**YOUR GOAL**
Exclude any images and output the remaining records exactly.

**Items from a data source**
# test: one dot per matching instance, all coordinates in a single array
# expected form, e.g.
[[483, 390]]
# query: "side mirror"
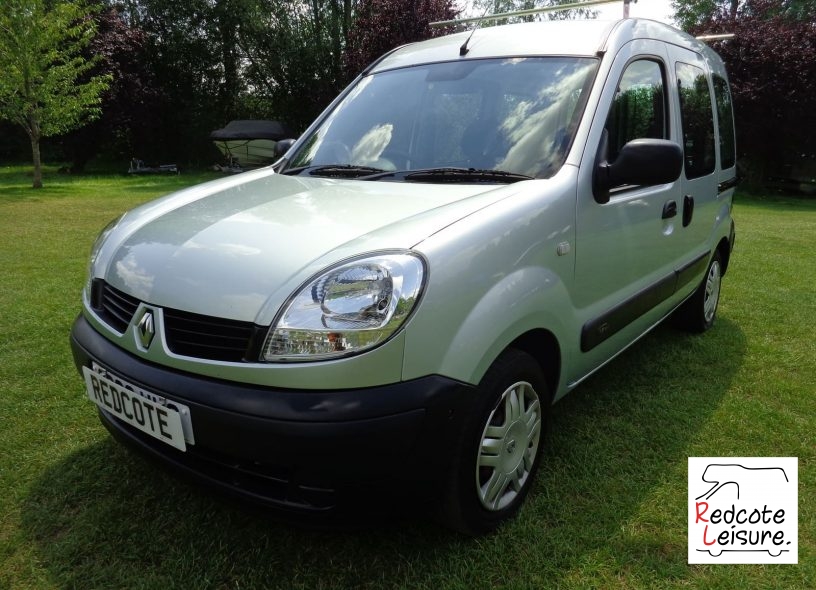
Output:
[[641, 162], [283, 146]]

**RESPONSE BELOW**
# test: one dot per matching instance, all coordinates in a single array
# expected form, e.g.
[[483, 390]]
# query: "side mirror"
Output:
[[641, 162], [283, 146]]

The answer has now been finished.